### [Direction]
Copy each of the following items word for word, keeping every line the same.

────────

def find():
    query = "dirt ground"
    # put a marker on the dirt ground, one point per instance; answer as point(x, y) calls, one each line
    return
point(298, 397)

────────

### [Solution to this problem]
def find():
    query = "dirt ground"
    # put a marker on the dirt ground, one point per instance; answer as point(x, y) calls, one each line
    return
point(298, 397)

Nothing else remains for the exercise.